#### WRITTEN PROBLEM:
Please output the entries below from the line that contains "of the pine" through the final line, reproduced exactly and alone.

###

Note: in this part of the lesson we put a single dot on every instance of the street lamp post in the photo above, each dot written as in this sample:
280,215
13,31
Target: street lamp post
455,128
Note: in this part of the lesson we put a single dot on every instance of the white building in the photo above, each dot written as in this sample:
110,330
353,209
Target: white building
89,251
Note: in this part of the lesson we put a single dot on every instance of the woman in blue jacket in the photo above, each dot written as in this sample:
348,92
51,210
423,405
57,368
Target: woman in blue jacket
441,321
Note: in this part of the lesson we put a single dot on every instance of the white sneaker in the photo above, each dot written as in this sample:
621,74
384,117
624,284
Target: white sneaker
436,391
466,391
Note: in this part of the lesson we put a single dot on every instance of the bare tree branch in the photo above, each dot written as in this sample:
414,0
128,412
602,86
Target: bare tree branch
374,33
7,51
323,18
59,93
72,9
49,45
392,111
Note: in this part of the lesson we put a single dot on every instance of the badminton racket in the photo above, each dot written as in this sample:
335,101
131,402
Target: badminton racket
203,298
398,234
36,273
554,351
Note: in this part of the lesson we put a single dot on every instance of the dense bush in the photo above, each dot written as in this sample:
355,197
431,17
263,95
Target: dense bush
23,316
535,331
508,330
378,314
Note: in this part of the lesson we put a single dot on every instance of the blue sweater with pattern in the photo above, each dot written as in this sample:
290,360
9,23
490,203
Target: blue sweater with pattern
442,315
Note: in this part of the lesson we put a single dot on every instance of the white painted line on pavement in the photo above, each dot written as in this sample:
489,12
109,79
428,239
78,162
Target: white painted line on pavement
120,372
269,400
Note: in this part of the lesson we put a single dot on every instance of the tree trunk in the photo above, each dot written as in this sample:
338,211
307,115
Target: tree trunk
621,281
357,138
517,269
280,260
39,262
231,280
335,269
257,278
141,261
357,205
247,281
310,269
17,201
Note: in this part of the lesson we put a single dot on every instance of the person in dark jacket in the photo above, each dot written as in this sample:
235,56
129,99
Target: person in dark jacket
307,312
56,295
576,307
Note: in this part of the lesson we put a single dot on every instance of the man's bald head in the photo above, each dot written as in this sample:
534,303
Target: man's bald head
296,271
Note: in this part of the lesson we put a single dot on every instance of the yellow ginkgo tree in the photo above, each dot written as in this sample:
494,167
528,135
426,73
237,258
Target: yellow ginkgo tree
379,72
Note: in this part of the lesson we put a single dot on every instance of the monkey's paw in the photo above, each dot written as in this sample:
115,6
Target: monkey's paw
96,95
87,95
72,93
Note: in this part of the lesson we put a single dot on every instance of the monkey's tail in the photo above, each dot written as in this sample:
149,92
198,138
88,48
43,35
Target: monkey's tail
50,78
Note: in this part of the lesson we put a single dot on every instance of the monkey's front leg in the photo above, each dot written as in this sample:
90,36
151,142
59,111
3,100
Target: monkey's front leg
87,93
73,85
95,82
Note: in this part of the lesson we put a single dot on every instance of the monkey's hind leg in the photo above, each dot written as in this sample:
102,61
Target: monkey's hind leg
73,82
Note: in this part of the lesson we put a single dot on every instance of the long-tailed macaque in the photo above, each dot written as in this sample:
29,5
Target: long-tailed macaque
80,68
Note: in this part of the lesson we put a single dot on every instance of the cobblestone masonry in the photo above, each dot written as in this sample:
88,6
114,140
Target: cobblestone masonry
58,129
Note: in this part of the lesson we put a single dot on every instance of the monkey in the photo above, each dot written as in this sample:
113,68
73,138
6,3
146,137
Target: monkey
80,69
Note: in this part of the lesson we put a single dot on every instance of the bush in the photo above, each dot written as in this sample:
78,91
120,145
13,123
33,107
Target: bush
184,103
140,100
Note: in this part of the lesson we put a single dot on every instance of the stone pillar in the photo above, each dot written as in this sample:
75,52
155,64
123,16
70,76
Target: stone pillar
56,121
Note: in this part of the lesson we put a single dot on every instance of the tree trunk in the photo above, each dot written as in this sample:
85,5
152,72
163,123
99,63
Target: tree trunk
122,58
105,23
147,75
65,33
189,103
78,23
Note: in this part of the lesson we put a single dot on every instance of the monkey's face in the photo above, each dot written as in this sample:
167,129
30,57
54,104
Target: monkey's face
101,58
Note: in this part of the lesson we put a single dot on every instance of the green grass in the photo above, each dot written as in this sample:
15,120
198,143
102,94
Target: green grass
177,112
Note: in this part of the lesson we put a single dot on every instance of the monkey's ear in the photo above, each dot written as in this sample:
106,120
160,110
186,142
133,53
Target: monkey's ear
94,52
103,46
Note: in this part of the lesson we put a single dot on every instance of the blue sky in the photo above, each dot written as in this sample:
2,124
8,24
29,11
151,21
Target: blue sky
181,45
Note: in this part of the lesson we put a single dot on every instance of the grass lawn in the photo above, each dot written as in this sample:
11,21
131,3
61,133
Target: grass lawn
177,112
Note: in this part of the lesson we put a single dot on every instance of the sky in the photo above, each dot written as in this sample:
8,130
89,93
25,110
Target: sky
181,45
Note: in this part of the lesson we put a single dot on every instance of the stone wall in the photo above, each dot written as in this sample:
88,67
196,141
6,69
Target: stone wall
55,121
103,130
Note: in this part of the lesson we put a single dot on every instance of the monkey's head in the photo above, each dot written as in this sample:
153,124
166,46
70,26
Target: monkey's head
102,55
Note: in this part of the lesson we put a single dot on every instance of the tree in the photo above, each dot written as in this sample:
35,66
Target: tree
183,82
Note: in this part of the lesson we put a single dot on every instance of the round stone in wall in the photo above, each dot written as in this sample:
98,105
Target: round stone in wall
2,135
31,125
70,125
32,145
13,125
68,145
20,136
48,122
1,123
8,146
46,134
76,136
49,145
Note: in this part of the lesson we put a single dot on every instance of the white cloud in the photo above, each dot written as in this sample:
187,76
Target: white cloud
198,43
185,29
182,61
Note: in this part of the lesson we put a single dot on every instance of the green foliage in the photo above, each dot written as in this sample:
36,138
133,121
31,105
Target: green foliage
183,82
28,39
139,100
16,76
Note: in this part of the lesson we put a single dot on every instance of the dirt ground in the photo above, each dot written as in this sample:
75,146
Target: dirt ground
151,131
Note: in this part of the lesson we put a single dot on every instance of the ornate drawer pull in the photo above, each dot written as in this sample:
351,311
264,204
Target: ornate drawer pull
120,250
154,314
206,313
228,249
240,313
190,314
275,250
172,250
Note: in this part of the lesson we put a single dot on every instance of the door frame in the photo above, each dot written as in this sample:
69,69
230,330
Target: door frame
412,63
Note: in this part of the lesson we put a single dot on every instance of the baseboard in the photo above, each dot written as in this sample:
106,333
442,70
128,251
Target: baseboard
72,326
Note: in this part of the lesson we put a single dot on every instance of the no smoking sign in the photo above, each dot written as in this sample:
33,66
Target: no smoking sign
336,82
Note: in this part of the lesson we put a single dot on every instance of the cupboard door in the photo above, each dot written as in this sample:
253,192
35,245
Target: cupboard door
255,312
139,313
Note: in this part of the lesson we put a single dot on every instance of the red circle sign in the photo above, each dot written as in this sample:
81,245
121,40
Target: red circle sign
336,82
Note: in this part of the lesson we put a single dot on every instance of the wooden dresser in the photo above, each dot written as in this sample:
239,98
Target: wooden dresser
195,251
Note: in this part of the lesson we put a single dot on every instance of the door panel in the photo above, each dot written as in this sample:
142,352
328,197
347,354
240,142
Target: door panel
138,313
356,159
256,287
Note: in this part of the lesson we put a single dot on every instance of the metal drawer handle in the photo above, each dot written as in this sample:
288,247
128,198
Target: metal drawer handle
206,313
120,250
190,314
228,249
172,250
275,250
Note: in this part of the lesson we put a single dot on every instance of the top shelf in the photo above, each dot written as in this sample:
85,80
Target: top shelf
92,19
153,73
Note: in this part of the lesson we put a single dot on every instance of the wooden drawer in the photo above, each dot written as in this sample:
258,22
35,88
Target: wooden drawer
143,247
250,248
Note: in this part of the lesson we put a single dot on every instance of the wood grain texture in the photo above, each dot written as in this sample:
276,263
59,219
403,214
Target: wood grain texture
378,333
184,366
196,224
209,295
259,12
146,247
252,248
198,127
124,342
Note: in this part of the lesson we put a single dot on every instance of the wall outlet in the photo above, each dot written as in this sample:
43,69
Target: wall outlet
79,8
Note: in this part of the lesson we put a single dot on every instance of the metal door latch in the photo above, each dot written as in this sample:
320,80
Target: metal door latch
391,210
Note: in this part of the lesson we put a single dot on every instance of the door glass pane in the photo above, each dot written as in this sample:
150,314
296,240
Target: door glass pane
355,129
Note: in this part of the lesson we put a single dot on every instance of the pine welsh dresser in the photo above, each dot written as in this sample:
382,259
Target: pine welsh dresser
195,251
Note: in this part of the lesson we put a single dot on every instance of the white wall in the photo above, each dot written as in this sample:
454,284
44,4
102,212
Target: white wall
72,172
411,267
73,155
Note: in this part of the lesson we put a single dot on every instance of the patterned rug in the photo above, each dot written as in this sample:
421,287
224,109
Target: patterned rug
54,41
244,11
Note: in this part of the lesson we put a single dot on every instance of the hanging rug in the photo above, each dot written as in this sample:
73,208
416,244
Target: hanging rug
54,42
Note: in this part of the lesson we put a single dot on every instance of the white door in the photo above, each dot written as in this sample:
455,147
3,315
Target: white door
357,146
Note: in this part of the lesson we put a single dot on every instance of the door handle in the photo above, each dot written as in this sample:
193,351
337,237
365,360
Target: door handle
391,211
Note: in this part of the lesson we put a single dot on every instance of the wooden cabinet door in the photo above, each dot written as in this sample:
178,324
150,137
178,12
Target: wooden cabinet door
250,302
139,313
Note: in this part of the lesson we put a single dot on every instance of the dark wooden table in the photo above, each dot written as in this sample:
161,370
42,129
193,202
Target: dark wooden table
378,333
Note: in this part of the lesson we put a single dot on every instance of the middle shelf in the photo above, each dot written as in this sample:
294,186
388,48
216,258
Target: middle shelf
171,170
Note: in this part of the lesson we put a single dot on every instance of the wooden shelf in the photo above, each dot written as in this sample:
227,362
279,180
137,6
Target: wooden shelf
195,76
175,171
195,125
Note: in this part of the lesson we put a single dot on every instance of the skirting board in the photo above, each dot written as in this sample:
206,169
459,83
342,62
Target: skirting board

###

#### THE SOLUTION:
Note: in this part of the lesson we put a single dot on every instance of the pine welsh dresser in the photo above, each dot written as in this sample:
382,259
Target: pine welsh dresser
195,251
Note: in this part of the lesson we put a single dot on every instance of the white wall in the photo above, each dot written as in this sample:
454,284
44,4
102,212
Target: white wall
72,172
411,267
73,155
Note: in this part of the lesson we put a single dot on every instance of the patterned rug in the photo above, each dot written as in this sample:
421,287
224,109
Target: patterned rug
54,41
244,11
Note: in this part of the lesson we put a single dot on every instance of the hanging rug in the photo above, each dot written as in this sample:
73,208
416,244
Target: hanging rug
54,42
Note: in this part of the lesson we put a single dot on every instance of the white door in the photo above, each dot written as in this sample:
455,147
3,315
Target: white door
357,146
Note: in this part of the lesson we put a single dot on every instance of the door handle in the photo above, each dot written as in this sample:
193,351
337,237
365,360
Target: door handle
391,211
Note: in this part of the lesson we put a single dot on every instance of the wooden cabinet door in the photo above, each dot written as in this sample:
178,324
150,137
178,12
Target: wooden cabinet door
250,302
139,313
Note: in this part of the lesson we put a single dot on every instance of the dark wooden table in the photo above, each dot written as in this sample:
161,370
42,129
193,202
Target: dark wooden table
378,333
Note: in this part of the lesson we put a single dot on every instance of the middle shelf in the photo above, each dot written as in this sample:
294,186
388,48
216,258
Target: middle shelf
171,170
Note: in this part of the lesson we put a single dot on every instance of the wooden shelf in the photo above, each dot written as in this sample:
227,362
279,180
137,6
Target: wooden shelf
195,76
175,171
195,125
Note: in this part of the lesson we put a single dot on every instance of the skirting board in the photo above, each dot written as in this sample:
206,169
459,83
342,62
Target: skirting board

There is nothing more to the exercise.